• What you need to do:
1. In the article on maternal deaths in Pujehun, how many maternal deaths did the DHMT record between January and November?
2. Continue the article on maternal deaths in Pujehun from its final sentence.

By Mohamed T Massaquoi

Faced with a high rate of maternal deaths, the District Health Management Team (DHMT) in the southern Sierra Leone district of Pujehun has called for police intervention to curb a rising rate of home deliveries.

The district health authorities say home delivery is fuelling the rate of maternal mortality for which Sierra Leone is already ranked among the worst in the world. World Bank figures show that the country has 1,360 deaths per every 100, 000 live births.

Dr David Bome, District Medical Officer (DMO) for Pujehun, has asked the police to mount community surveillance and help bring perpetrators to book. Speaking at a stakeholders’ meeting involving the police, media and civil society, he said home delivery without medical attention led to some serious health complications and sometimes loss of life. He lamented that even though Pujehun had the required medical facility needed to deal with pregnancy, people tended to prefer to deliver at home.

Dr Bome cited recent examples of two incidents, less than three days apart, involving two pregnant women who were admitted at the maternity hospital with serious bleeding after undergoing a home delivery.

Figures provided by the DHMT show that between January and November this year, 25 maternal deaths had been recorded.

Dr Bome said a striking reality about the situation in Pujehun was that the majority of the reported home delivery cases happened in the district headquarter town, which is home to the impressive maternal health complex run by the Italian NGO, CUAMM.

The hospital provides incentive to boost hospital delivery. For instance, pregnant women are provided free transport to and from the maternity hospital.

• Data extract:
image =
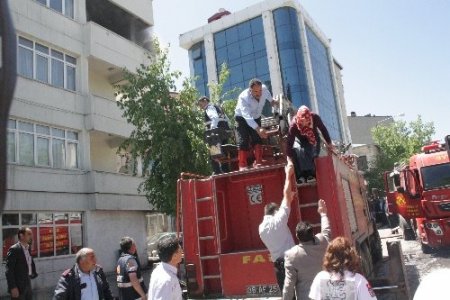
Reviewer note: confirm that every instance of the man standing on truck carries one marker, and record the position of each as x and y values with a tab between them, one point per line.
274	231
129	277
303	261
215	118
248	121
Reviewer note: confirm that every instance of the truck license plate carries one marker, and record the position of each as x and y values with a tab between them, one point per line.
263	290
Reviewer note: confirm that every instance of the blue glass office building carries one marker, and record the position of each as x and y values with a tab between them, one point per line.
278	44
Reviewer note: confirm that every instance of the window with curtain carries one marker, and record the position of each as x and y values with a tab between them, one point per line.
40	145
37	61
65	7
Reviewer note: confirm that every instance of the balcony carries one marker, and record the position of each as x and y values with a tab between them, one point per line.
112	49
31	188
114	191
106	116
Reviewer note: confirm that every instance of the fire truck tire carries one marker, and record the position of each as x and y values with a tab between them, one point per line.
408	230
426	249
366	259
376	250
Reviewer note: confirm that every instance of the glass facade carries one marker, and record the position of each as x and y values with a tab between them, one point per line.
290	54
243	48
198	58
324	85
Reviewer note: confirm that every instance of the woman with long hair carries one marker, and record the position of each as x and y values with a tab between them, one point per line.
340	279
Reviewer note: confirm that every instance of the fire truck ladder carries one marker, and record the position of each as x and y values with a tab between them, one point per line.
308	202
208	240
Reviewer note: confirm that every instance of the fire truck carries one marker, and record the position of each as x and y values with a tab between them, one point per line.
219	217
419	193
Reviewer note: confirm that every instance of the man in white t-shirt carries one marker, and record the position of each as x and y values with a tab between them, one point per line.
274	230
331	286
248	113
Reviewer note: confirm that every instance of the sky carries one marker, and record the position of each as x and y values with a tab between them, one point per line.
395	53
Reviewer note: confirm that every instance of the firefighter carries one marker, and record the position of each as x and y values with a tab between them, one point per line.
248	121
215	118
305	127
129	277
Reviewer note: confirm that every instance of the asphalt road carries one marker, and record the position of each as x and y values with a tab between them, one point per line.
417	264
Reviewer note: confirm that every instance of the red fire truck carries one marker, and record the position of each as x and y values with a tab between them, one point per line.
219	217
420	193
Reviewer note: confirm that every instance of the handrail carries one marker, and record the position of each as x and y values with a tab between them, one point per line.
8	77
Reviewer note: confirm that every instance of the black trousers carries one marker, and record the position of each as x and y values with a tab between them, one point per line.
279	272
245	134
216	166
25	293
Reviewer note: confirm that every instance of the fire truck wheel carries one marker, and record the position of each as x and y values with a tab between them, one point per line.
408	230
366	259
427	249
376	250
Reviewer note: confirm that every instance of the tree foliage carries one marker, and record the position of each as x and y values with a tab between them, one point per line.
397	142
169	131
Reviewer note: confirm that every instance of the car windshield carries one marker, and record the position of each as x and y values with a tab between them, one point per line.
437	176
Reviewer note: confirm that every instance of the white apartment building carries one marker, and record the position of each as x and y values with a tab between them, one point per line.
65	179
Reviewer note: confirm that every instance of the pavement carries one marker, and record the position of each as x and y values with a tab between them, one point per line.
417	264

==

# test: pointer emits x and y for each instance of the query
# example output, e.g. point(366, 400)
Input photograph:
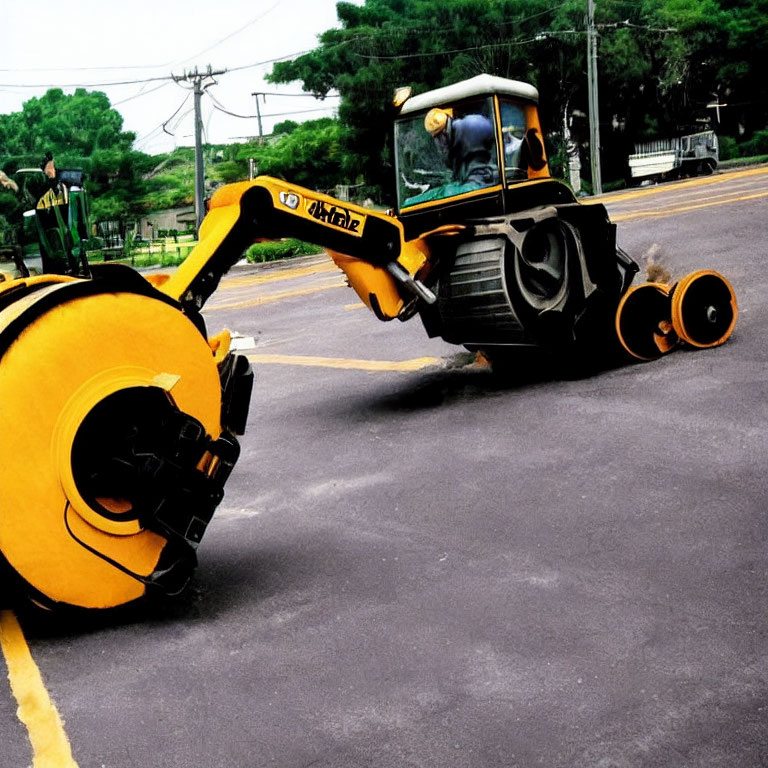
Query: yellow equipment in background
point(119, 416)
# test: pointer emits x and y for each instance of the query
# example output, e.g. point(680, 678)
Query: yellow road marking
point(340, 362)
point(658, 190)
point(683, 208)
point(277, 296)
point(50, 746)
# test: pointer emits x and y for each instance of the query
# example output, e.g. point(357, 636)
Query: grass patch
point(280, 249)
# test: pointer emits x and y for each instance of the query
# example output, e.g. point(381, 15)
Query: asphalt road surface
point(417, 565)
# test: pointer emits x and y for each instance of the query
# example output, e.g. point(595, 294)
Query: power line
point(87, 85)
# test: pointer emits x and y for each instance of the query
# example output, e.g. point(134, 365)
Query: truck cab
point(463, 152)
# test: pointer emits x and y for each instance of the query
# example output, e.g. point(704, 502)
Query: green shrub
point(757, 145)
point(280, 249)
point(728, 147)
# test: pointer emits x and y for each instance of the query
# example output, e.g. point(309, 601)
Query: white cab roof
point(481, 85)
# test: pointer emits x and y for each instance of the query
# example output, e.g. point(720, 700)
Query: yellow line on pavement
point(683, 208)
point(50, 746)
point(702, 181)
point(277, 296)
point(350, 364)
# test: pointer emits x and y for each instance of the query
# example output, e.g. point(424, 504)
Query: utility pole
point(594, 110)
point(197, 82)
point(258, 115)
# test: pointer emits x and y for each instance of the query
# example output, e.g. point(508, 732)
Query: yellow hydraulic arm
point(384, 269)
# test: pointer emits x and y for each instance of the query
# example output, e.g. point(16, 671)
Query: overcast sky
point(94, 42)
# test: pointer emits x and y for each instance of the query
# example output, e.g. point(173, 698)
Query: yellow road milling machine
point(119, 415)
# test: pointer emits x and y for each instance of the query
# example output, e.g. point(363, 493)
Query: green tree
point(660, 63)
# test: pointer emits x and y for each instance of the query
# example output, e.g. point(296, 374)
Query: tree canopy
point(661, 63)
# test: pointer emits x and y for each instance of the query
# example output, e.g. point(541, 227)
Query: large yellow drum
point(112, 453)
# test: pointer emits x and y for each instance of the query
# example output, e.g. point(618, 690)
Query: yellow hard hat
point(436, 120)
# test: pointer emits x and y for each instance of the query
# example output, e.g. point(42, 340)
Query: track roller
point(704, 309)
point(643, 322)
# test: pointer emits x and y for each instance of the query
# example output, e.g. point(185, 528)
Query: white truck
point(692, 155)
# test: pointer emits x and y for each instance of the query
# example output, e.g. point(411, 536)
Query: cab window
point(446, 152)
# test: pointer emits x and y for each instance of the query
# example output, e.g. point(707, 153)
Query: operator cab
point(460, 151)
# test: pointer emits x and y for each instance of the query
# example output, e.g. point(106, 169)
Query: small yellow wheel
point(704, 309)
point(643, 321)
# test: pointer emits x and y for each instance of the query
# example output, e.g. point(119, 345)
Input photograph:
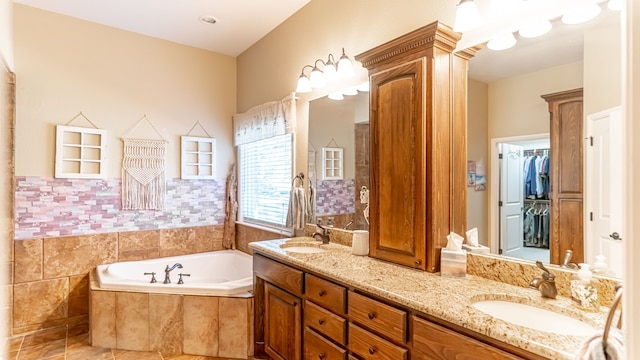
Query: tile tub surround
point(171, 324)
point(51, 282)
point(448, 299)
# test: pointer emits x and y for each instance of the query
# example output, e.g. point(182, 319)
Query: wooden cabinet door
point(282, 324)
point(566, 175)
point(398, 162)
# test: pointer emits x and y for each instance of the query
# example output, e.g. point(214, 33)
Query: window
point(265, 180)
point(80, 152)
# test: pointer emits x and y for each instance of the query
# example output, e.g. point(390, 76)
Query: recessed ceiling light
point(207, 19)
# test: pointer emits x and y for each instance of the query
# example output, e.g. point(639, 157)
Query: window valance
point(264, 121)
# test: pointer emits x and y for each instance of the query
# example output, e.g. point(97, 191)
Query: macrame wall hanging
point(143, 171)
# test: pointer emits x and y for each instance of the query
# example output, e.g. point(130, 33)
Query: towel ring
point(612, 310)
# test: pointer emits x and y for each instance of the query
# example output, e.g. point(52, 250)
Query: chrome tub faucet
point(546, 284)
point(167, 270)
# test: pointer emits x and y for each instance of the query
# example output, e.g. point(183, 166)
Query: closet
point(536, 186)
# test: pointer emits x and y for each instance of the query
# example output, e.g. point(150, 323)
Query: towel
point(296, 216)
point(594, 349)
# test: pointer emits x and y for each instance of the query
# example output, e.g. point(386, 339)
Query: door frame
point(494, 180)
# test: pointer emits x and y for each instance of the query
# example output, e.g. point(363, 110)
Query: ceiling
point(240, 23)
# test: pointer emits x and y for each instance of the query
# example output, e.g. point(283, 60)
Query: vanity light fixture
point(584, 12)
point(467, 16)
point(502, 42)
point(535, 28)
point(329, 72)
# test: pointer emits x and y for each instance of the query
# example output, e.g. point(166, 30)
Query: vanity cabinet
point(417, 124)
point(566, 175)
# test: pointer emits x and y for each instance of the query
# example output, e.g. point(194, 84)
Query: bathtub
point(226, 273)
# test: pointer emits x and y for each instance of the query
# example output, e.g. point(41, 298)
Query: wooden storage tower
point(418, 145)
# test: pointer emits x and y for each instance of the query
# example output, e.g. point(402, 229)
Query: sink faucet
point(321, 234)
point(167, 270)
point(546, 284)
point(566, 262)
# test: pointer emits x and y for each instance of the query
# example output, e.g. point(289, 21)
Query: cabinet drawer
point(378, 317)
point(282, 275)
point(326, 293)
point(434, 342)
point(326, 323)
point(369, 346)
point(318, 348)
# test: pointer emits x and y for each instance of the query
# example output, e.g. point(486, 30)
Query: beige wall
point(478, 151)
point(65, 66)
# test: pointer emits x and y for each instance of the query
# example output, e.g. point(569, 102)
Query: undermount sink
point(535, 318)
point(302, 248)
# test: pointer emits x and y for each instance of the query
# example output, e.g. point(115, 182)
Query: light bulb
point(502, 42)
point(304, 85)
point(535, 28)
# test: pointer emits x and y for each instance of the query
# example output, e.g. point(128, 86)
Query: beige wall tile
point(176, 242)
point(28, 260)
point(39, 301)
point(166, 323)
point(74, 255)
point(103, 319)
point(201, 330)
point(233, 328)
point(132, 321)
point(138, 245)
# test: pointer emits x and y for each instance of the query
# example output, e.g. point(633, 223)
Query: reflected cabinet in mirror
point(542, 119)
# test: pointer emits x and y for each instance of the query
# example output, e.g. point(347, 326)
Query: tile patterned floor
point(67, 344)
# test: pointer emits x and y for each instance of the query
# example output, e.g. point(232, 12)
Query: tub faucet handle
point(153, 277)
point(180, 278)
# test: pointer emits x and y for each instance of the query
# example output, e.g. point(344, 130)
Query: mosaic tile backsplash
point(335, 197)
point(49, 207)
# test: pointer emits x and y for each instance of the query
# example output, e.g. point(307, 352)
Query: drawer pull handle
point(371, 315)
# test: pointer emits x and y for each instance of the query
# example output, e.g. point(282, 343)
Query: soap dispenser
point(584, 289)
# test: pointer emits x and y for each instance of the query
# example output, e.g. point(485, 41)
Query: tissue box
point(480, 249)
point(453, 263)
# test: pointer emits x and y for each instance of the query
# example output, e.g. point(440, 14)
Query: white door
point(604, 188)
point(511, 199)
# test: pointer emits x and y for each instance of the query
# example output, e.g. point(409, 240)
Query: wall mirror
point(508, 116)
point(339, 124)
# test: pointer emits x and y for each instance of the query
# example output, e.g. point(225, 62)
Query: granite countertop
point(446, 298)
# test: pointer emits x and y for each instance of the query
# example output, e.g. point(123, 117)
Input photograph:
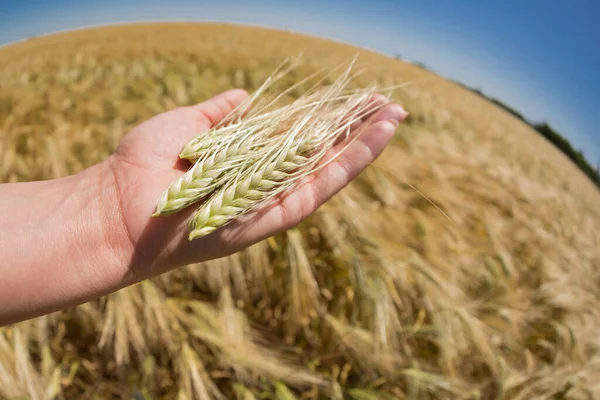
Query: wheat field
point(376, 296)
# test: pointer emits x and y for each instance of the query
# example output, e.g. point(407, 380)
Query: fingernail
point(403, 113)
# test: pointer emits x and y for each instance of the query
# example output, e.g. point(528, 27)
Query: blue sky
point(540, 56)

• Per-task outputs:
1. 25 maternal deaths.

2.
"We have one of the best maternity hospitals in the country and our people are not ready to make use of the facilities which is frustrating," Bome lamented. He told the police leadership that they owed it to the government to ensure an end to home delivery as it fell within their mandate of saving life and property.

"The basis on which the Sierra Leone police are to intervene is not on standard law but on grounds of community partnership as was exhibited in the case of the Ebola fight," Dr Bome told Politico when asked on which legal basis the police could intervene.

Paul Bannister, Assistant Superintendent at the Pujehun Police Division, while assuring the District Health Management Team of the police’s fullest support to the government’s development agenda, called for the development of bye laws to give them the mandate to get more involved in the crackdown on home delivery.

Ibrahim Swaray, Chairman of the civil society coalition in Pujehun, supported the call for greater surveillance and promised the police with information-sharing to enhance their operation.